(Labeled region records)
★ ★ ★ ★ ★ ★ ★

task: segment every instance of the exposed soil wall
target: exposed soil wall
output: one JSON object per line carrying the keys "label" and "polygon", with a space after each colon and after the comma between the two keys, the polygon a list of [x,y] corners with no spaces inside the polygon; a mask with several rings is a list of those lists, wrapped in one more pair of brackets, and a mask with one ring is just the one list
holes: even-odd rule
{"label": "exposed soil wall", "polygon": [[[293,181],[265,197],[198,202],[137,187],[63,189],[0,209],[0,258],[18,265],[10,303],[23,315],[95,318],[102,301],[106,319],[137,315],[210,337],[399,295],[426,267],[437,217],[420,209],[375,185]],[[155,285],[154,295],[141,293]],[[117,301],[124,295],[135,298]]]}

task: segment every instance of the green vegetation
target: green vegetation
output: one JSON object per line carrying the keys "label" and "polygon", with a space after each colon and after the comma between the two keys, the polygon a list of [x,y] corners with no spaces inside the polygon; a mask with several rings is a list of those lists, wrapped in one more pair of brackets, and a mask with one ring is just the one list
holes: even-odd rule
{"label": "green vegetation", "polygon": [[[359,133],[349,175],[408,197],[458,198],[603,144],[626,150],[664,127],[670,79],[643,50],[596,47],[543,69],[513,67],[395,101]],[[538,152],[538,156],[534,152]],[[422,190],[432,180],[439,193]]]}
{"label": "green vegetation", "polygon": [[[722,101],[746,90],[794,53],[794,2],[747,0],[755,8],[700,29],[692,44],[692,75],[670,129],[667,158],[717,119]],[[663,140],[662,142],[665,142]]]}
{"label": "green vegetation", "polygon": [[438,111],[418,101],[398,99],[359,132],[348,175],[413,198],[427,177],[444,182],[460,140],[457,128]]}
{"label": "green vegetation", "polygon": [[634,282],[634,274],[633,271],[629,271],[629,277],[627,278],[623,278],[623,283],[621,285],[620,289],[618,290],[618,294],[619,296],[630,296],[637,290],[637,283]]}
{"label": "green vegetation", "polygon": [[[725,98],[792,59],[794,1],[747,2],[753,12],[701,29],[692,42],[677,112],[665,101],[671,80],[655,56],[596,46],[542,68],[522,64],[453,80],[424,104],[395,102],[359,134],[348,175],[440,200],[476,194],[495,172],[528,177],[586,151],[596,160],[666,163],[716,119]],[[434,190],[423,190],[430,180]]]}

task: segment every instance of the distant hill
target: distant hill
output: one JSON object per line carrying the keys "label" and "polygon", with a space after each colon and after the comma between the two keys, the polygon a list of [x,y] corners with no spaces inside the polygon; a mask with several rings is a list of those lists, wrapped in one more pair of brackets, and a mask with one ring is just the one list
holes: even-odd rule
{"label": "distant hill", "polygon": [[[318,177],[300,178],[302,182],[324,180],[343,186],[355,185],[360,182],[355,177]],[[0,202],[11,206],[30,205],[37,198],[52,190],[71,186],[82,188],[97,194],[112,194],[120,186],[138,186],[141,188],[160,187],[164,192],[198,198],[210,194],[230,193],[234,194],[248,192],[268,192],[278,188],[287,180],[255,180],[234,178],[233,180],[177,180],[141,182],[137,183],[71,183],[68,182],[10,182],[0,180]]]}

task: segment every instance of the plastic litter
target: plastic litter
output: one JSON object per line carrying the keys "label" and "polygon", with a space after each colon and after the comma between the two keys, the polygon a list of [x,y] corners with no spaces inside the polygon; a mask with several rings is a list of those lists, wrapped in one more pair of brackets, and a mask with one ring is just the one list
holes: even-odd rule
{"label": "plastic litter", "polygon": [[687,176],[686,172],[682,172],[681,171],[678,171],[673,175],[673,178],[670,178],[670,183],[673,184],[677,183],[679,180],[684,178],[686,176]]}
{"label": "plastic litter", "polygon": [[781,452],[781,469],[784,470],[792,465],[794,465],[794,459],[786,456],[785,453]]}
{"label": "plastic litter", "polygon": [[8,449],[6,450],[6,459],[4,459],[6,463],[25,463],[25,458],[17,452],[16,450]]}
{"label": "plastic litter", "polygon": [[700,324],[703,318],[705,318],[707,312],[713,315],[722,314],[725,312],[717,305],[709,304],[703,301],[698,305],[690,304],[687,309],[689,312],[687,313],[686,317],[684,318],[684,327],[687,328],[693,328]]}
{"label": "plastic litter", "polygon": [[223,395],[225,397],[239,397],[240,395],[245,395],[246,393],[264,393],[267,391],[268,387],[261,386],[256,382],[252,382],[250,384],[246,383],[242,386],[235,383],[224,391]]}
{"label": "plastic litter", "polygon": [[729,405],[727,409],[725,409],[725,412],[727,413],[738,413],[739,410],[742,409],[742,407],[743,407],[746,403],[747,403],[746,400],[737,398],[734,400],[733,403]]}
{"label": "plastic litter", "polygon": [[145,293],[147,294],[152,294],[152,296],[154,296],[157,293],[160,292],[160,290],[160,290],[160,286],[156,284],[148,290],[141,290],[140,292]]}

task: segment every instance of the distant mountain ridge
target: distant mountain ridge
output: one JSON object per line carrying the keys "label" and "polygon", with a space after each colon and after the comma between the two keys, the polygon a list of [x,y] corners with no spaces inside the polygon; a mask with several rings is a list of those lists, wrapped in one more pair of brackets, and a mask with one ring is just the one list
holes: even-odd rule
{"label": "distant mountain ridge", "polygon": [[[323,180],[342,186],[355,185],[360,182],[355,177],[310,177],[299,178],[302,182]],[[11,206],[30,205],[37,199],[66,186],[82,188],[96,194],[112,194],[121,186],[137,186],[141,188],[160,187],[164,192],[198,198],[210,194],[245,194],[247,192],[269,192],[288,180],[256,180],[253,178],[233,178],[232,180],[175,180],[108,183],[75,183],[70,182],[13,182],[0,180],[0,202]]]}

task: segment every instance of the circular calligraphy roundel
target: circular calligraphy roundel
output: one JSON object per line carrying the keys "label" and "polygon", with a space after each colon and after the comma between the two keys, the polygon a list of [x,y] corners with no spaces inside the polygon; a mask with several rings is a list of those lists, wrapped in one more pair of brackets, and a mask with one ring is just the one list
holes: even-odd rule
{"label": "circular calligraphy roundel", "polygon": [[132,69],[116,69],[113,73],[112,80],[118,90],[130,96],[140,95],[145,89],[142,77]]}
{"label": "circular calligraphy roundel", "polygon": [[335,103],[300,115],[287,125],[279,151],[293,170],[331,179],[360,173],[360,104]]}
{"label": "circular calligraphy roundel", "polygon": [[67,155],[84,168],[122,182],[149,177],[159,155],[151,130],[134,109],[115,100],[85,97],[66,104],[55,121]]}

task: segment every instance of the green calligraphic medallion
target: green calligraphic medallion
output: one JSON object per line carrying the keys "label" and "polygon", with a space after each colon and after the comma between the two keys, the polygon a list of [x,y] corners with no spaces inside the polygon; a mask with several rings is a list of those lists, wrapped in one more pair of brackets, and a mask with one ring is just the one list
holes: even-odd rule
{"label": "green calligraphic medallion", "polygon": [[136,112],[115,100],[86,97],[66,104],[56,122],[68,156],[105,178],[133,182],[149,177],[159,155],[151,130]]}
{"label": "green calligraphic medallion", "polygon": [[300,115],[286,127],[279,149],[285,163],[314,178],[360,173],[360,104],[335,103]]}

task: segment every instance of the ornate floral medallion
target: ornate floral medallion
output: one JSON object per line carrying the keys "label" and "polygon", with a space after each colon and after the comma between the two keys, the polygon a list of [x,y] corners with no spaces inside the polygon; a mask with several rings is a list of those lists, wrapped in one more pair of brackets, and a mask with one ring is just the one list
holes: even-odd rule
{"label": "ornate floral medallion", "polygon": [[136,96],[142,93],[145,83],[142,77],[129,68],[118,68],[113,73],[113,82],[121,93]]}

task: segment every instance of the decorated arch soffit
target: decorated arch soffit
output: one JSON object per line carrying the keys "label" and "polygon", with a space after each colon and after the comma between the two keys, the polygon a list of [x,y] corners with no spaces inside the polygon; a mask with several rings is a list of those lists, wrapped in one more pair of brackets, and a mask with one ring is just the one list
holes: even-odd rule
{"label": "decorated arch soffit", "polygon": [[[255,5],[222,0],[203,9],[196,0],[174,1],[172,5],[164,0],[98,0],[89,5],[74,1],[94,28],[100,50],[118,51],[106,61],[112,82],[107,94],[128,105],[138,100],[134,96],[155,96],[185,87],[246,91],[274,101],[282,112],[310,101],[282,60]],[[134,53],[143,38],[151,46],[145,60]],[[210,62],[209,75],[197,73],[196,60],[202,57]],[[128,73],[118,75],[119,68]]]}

★ ★ ★ ★ ★ ★ ★

Beginning at the line that holds "task: segment every instance of the ornate", write out word for word each line through the end of the records.

■ Finished answer ■
task: segment every instance of the ornate floral medallion
target: ornate floral medallion
output: one JSON object per line carrying the keys "label" and "polygon", with a space after each colon and after the comma between the two keys, the polygon a list of [x,y] corners with no spaces inside the polygon; a mask with several rings is a list of those lists, wrapped in one more pair of brackets, and a mask with one ring is just the one list
holes: even-odd rule
{"label": "ornate floral medallion", "polygon": [[136,96],[142,93],[145,83],[142,77],[129,68],[118,68],[113,73],[113,82],[121,93]]}

task: segment every instance of the decorated arch soffit
target: decorated arch soffit
output: one JSON object per line carrying the keys "label" and "polygon", with a space after each colon and after the comma between the two keys, the polygon a list of [x,y] corners with no spaces inside the polygon; a mask with several rings is a list of those lists, wrapped in one more pair of brackets, and a mask with one ring is just the one list
holes: even-odd rule
{"label": "decorated arch soffit", "polygon": [[[255,5],[222,0],[203,9],[196,0],[174,1],[172,5],[164,0],[98,0],[89,5],[74,1],[94,28],[100,50],[118,51],[106,61],[112,82],[107,94],[128,105],[138,100],[134,96],[155,96],[185,87],[246,91],[274,101],[282,112],[310,101],[282,60]],[[134,53],[143,38],[151,46],[145,60]],[[210,62],[209,75],[197,73],[196,60],[202,57]],[[128,73],[118,75],[119,68]]]}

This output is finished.